• [YOUR OBJECTIVE]
Rewrite the lines of data below, from the line containing "the boy's turquoise" through the line containing "x=885, y=751", inclusive, as a Markdown table with the columns Row and Line Text, one numbered row per line and blank lines omitted. Include only those lines.

• [AVAILABLE RECORDS]
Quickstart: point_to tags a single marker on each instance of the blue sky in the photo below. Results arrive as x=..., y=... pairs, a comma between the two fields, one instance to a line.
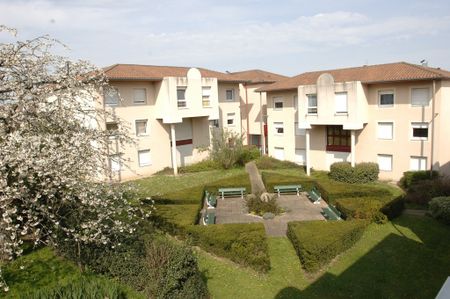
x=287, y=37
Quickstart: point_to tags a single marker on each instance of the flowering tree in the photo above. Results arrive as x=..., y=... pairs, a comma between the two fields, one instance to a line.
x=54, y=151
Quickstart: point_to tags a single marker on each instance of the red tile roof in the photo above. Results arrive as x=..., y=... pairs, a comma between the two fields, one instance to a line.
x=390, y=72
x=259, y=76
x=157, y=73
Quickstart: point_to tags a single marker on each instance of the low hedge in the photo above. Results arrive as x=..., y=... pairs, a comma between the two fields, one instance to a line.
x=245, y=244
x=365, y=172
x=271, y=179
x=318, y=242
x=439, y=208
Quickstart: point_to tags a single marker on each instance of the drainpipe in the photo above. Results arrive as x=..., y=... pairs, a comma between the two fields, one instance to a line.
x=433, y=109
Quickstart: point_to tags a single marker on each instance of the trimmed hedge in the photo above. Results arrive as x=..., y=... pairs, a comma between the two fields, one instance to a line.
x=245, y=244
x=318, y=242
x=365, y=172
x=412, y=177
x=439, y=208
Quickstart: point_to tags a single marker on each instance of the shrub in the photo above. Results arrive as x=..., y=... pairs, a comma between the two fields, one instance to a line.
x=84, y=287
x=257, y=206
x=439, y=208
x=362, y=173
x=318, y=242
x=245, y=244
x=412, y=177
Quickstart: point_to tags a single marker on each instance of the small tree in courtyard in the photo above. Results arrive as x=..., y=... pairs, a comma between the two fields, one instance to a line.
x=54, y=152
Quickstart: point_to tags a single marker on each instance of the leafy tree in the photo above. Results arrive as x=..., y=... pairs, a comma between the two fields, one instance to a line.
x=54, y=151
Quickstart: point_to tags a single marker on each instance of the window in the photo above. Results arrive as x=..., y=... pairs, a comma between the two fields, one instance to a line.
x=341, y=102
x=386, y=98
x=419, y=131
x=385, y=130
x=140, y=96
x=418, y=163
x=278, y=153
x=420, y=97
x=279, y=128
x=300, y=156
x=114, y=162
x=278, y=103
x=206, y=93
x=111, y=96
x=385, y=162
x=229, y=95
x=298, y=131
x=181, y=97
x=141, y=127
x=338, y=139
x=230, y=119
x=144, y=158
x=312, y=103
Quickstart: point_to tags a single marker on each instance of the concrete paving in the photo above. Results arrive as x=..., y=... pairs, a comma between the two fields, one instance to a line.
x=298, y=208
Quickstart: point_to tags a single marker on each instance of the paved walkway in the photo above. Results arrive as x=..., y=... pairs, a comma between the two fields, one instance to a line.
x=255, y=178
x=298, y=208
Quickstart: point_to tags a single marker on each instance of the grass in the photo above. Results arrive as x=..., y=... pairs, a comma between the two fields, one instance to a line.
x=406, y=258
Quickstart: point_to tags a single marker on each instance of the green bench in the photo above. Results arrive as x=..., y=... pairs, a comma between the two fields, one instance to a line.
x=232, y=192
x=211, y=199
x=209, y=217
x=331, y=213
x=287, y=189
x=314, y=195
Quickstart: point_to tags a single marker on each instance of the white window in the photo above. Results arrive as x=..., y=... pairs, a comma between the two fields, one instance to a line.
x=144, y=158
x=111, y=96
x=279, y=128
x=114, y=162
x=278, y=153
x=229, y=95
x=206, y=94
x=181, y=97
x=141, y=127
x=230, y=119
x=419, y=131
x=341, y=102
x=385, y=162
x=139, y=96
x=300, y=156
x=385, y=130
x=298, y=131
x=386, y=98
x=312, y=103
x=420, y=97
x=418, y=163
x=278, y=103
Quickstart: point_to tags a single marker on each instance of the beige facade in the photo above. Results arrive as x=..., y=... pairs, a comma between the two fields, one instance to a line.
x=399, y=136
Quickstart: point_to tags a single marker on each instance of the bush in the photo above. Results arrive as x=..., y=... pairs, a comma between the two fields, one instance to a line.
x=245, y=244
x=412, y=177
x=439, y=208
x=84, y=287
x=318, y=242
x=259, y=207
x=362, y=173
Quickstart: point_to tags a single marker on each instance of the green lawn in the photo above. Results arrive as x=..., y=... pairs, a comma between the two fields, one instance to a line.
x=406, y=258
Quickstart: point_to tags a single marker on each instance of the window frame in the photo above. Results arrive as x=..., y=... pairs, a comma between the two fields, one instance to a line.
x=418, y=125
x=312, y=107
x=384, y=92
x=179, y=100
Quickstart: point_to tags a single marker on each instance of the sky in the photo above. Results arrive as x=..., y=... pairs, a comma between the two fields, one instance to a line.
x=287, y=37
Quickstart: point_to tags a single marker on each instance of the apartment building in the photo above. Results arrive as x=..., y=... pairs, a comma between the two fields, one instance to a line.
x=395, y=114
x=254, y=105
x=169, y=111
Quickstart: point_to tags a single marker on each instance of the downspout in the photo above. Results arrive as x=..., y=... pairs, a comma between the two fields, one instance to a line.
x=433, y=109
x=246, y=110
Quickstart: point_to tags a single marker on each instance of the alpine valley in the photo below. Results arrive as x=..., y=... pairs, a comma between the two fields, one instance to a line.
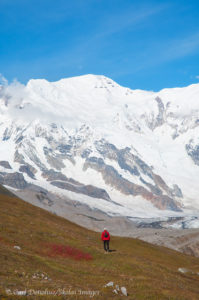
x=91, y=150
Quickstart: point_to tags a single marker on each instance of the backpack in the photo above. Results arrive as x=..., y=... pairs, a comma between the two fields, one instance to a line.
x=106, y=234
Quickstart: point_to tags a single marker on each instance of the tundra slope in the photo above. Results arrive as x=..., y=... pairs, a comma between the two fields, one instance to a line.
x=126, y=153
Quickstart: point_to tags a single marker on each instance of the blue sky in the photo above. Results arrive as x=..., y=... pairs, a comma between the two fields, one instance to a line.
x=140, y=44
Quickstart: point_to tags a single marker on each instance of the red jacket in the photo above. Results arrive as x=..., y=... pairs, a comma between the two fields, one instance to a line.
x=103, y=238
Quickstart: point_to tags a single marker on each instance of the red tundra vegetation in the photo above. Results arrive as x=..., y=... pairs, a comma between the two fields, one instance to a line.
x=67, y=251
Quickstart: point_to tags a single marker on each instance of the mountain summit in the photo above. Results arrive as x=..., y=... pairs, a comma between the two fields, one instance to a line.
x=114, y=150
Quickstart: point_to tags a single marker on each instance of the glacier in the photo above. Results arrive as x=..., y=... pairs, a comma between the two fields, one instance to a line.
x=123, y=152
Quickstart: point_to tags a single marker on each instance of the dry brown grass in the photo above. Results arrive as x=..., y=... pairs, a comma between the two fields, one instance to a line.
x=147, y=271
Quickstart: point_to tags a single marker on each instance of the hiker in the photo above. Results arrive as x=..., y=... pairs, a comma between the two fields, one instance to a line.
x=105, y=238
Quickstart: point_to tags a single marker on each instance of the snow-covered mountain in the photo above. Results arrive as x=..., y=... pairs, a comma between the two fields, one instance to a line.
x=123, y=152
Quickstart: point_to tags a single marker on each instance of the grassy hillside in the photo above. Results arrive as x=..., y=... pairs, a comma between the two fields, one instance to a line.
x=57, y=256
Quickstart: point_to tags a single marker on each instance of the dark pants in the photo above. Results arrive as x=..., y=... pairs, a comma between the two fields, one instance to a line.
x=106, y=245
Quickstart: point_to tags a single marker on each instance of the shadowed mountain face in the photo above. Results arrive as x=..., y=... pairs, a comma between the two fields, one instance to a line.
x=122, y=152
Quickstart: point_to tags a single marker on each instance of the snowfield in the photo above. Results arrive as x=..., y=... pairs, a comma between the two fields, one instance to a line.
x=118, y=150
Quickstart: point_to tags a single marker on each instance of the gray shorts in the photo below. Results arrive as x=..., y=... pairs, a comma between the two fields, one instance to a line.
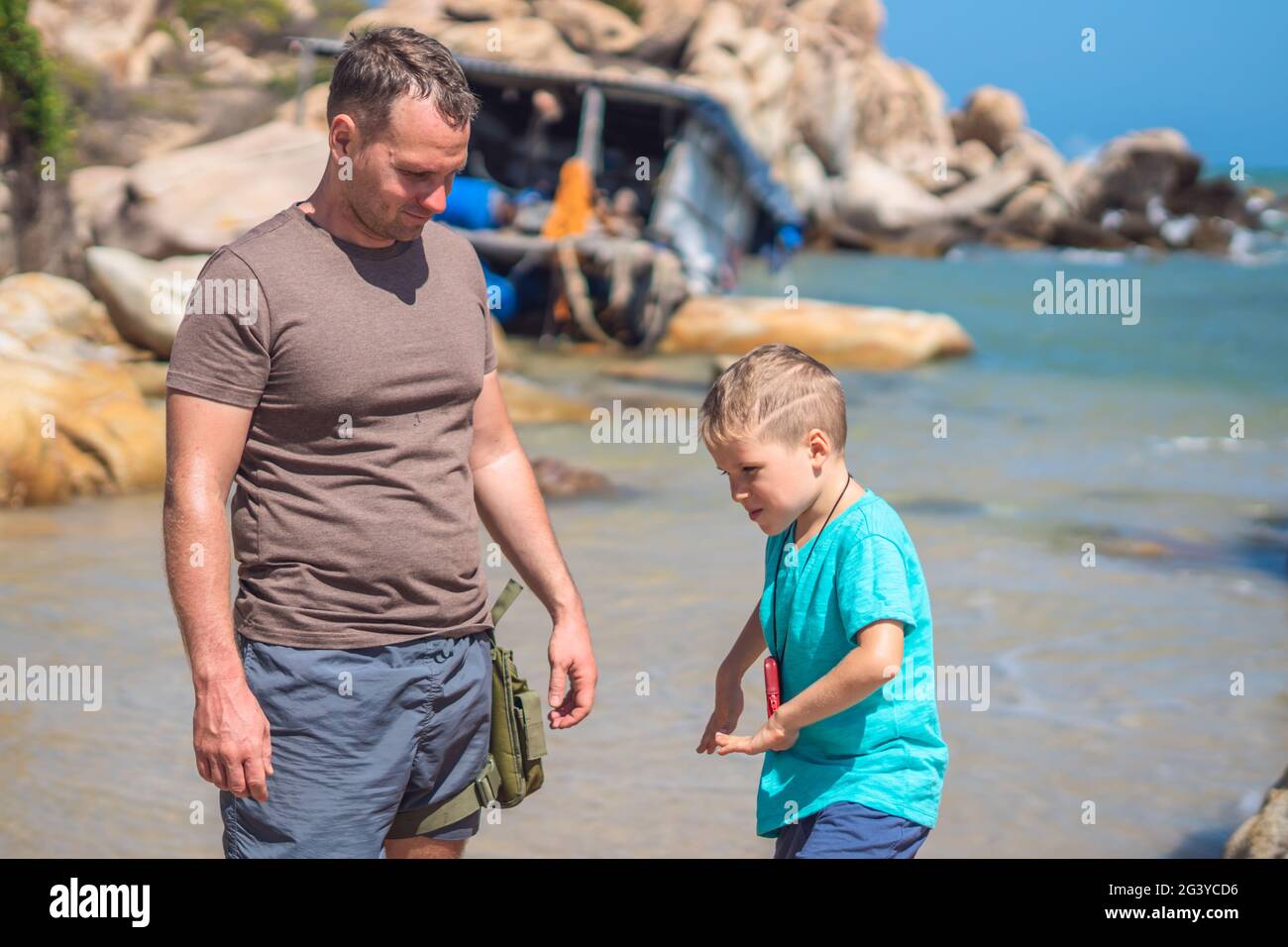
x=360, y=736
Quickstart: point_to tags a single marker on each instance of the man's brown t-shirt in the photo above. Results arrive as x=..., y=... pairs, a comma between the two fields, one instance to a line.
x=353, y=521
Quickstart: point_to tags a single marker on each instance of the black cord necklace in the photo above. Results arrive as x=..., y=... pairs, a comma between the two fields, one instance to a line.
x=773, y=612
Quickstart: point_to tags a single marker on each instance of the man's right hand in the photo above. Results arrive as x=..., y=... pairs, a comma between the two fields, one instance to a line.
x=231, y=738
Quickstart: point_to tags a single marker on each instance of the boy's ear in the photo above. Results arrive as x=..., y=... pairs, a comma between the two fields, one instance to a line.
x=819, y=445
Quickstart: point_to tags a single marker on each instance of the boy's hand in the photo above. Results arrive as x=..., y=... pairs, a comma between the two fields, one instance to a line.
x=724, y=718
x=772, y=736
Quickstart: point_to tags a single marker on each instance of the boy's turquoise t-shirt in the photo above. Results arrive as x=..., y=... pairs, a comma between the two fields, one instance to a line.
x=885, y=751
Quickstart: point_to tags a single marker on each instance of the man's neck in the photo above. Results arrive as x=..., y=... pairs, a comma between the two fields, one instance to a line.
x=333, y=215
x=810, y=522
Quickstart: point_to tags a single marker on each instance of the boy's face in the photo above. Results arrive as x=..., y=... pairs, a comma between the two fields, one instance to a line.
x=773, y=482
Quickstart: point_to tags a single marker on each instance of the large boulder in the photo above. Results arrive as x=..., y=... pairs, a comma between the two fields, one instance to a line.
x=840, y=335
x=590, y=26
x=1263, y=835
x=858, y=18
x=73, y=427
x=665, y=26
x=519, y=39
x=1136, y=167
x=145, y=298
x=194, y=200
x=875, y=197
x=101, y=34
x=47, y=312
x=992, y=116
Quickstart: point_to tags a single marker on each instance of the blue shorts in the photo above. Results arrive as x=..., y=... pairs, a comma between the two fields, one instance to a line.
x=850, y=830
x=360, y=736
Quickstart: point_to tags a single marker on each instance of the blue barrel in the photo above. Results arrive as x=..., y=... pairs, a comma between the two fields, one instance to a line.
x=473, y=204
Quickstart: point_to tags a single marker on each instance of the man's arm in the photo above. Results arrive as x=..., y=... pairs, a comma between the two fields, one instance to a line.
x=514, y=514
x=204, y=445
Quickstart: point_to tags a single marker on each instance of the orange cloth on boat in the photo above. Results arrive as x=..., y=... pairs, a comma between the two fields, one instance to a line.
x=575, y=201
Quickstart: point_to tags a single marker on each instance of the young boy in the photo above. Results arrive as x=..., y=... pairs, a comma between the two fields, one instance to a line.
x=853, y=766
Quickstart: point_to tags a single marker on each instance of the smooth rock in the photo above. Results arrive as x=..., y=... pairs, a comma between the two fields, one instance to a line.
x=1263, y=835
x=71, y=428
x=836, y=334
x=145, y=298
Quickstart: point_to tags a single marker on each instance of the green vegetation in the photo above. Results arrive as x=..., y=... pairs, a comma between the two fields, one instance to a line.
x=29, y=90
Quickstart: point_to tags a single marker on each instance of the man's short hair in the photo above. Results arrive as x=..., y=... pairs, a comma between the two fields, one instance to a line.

• [PROBLEM SOLUTION]
| Row | Line Text |
|---|---|
| 1 | Quickstart: point_to tags a single marker on each instance of the boy's turquoise t-shirt in the photo above. Results arrive as x=..., y=... pairs, a comma between the two fields, one instance to a line. |
| 2 | x=885, y=751 |